Your answer should be the full set of records, printed exactly as they stand.

________________

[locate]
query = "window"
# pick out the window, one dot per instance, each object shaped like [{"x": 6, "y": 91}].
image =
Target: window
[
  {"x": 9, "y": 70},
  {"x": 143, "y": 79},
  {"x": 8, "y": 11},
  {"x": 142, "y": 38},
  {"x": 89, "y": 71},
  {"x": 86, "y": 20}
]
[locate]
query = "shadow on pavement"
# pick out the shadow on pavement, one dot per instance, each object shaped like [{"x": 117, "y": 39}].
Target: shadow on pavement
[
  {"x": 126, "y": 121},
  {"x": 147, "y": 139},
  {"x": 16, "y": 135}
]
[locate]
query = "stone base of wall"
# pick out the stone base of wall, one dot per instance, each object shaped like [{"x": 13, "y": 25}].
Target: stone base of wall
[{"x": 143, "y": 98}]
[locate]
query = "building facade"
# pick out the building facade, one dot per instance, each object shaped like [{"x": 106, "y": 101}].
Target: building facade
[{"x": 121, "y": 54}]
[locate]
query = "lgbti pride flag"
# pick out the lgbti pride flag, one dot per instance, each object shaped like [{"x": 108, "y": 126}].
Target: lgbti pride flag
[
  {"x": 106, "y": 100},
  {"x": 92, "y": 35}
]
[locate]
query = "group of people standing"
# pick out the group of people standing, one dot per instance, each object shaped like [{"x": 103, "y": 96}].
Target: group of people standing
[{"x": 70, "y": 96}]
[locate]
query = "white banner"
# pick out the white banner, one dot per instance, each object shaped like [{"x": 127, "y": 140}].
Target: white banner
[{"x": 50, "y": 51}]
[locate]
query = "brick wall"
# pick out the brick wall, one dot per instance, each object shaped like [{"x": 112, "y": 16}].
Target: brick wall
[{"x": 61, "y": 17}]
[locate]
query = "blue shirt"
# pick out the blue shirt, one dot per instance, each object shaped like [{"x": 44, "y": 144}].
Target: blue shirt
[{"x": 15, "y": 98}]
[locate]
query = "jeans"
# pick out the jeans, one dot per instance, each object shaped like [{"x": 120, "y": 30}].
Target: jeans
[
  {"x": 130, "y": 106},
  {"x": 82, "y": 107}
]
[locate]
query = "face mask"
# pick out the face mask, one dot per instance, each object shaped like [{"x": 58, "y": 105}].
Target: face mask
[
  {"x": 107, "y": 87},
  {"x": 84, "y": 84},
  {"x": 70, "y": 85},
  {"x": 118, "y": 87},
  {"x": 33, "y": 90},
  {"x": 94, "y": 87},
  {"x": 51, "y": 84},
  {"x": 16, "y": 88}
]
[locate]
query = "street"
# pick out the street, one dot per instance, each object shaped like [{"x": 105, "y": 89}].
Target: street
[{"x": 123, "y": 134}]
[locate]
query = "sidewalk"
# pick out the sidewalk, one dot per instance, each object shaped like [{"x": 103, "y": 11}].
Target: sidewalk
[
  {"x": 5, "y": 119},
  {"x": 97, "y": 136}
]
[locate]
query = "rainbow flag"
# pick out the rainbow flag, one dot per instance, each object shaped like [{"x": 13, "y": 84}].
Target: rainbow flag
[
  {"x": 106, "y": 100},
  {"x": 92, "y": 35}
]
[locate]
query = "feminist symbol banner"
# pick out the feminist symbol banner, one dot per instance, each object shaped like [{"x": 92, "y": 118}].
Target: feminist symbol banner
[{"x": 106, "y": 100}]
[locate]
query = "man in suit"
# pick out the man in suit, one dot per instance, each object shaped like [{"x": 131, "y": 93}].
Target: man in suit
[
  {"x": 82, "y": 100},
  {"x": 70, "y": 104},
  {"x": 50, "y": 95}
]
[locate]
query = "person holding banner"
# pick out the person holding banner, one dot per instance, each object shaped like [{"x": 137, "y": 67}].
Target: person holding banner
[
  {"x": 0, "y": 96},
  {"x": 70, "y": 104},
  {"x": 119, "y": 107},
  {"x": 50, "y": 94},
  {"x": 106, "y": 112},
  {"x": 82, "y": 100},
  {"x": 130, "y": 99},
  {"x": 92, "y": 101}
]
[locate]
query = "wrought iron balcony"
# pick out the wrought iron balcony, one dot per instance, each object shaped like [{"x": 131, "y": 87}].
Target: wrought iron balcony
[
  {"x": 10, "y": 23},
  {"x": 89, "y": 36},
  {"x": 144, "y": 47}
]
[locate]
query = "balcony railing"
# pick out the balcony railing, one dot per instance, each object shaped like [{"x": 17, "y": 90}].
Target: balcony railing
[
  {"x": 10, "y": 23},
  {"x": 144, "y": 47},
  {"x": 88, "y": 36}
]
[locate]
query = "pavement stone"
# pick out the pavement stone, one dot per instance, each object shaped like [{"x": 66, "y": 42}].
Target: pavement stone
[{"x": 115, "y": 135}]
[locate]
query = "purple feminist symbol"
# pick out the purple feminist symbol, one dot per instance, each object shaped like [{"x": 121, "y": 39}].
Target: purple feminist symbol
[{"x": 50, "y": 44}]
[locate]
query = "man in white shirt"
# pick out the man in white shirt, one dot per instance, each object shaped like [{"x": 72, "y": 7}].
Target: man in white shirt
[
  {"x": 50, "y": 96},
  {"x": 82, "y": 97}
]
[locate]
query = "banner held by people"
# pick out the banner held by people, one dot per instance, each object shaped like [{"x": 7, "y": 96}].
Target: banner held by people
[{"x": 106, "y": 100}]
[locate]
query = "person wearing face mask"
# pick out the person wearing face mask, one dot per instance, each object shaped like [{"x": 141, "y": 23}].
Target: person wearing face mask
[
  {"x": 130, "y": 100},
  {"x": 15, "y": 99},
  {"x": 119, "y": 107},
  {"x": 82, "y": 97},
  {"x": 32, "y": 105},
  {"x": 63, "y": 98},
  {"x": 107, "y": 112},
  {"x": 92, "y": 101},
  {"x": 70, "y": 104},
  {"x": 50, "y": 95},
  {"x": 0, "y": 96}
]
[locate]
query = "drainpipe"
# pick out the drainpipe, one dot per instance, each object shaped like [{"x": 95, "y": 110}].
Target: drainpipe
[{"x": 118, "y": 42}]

________________

> _Result_:
[locate]
query = "window"
# pick out the window, one dot per instance, each object shaped like [{"x": 6, "y": 91}].
image =
Target: window
[
  {"x": 9, "y": 70},
  {"x": 143, "y": 79},
  {"x": 8, "y": 11},
  {"x": 142, "y": 38},
  {"x": 89, "y": 71},
  {"x": 86, "y": 20}
]
[locate]
query = "shadow on pavement"
# pick out the shadow on pavement, one dot per instance, each object shaped like [{"x": 117, "y": 39}].
Target: shadow on pavement
[
  {"x": 126, "y": 121},
  {"x": 147, "y": 139},
  {"x": 16, "y": 135}
]
[locate]
query = "stone base of wall"
# pick out the stone base of wall, one dot per instance, each object shaped like [{"x": 13, "y": 25}].
Target: stone base of wall
[{"x": 143, "y": 98}]
[locate]
query = "building facade"
# pick out the building facade, one dot per instance, each object shaped like [{"x": 106, "y": 101}].
Target: building facade
[{"x": 121, "y": 54}]
[locate]
query = "lgbti pride flag"
# pick out the lgbti pride flag, one dot per instance, each object shaped like [{"x": 108, "y": 126}].
Target: lgbti pride flag
[
  {"x": 106, "y": 100},
  {"x": 92, "y": 35}
]
[locate]
query = "group of people standing"
# pick out the group of people standing, one dot per instance, each object shaped like [{"x": 103, "y": 96}].
Target: group of people standing
[{"x": 70, "y": 96}]
[locate]
query = "white banner"
# pick out the white banner, one dot per instance, each object shaped like [{"x": 127, "y": 140}].
Target: white banner
[{"x": 50, "y": 51}]
[locate]
query = "brick wall"
# pick out the brick wall, one dot per instance, each object shaped like [{"x": 112, "y": 16}].
Target: brick wall
[{"x": 61, "y": 17}]
[locate]
query = "blue shirt"
# pick out the blue shirt, one dot per instance, each object shaped like [{"x": 44, "y": 144}].
Target: blue shirt
[{"x": 15, "y": 98}]
[locate]
query = "jeans"
# pick out the jeans, one dot per instance, each object shaped like [{"x": 120, "y": 30}].
Target: jeans
[
  {"x": 130, "y": 106},
  {"x": 82, "y": 107}
]
[locate]
query = "face mask"
# pick out the face mask, one dot per instance, each object shaped like [{"x": 58, "y": 105}].
Target: face mask
[
  {"x": 107, "y": 87},
  {"x": 84, "y": 84},
  {"x": 70, "y": 85},
  {"x": 118, "y": 87},
  {"x": 33, "y": 90},
  {"x": 94, "y": 87},
  {"x": 51, "y": 84},
  {"x": 16, "y": 88}
]
[locate]
query = "street"
# pick out the street, one dot per instance, each object shaped like [{"x": 105, "y": 89}].
Target: street
[{"x": 123, "y": 134}]
[locate]
query = "sidewalk"
# pick out the sidewalk, one dot per instance, each object shaped like [{"x": 103, "y": 11}].
Target: sidewalk
[
  {"x": 5, "y": 119},
  {"x": 97, "y": 136}
]
[locate]
query = "rainbow flag"
# pick out the rainbow flag, one dot per instance, each object shaped like [{"x": 13, "y": 84}].
Target: rainbow flag
[
  {"x": 106, "y": 100},
  {"x": 92, "y": 35}
]
[locate]
query = "feminist symbol banner"
# pick out the feminist symbol banner, one dot per instance, each object shaped like [{"x": 92, "y": 118}].
Target: feminist symbol banner
[{"x": 106, "y": 100}]
[locate]
query = "man in suit"
# pick out the man in suit, one dot per instance, each object shaped like [{"x": 131, "y": 93}].
Target: man in suit
[
  {"x": 82, "y": 100},
  {"x": 70, "y": 104},
  {"x": 50, "y": 95}
]
[locate]
query = "person holding banner"
# pick out the person holding banner, one dot per instance, each object shaped like [{"x": 137, "y": 67}].
Target: person holding banner
[
  {"x": 0, "y": 96},
  {"x": 70, "y": 104},
  {"x": 119, "y": 107},
  {"x": 50, "y": 94},
  {"x": 106, "y": 112},
  {"x": 82, "y": 100},
  {"x": 130, "y": 99},
  {"x": 92, "y": 101}
]
[locate]
query = "wrought iron balcony"
# pick out the wrought iron balcony, one dot per instance, each object shaped like [{"x": 131, "y": 87}].
Target: wrought iron balcony
[
  {"x": 10, "y": 23},
  {"x": 89, "y": 36},
  {"x": 144, "y": 47}
]
[locate]
query = "balcony railing"
# pick out the balcony railing, one dot per instance, each object shaped like [{"x": 17, "y": 90}].
Target: balcony railing
[
  {"x": 10, "y": 23},
  {"x": 144, "y": 47},
  {"x": 88, "y": 36}
]
[locate]
query = "pavement stone"
# pick out the pavement stone, one dot per instance, each object shaped like [{"x": 66, "y": 42}].
Target: pavement stone
[{"x": 115, "y": 135}]
[locate]
query = "purple feminist symbol"
# pick out the purple feminist symbol, one dot per instance, each object shaped like [{"x": 121, "y": 39}].
Target: purple feminist symbol
[{"x": 50, "y": 44}]
[locate]
query = "man in white shirt"
# pick out the man in white shirt, one dot per instance, each object shaped like [{"x": 72, "y": 7}].
Target: man in white shirt
[
  {"x": 50, "y": 96},
  {"x": 82, "y": 97}
]
[locate]
query = "banner held by people"
# pick out the banner held by people, one dot per instance, each object shaped like [{"x": 7, "y": 96}].
Target: banner held by people
[{"x": 106, "y": 100}]
[locate]
query = "person wearing face mask"
# pick out the person wearing face mask, one dot per instance, each object shaped like [{"x": 141, "y": 23}].
Target: person wearing face mask
[
  {"x": 130, "y": 100},
  {"x": 15, "y": 99},
  {"x": 119, "y": 107},
  {"x": 82, "y": 97},
  {"x": 32, "y": 105},
  {"x": 63, "y": 98},
  {"x": 107, "y": 112},
  {"x": 92, "y": 101},
  {"x": 70, "y": 104},
  {"x": 50, "y": 95},
  {"x": 0, "y": 96}
]
[locate]
query = "drainpipe"
# pick out the drainpipe, one dot per instance, each object shaped like [{"x": 95, "y": 110}].
Target: drainpipe
[{"x": 118, "y": 42}]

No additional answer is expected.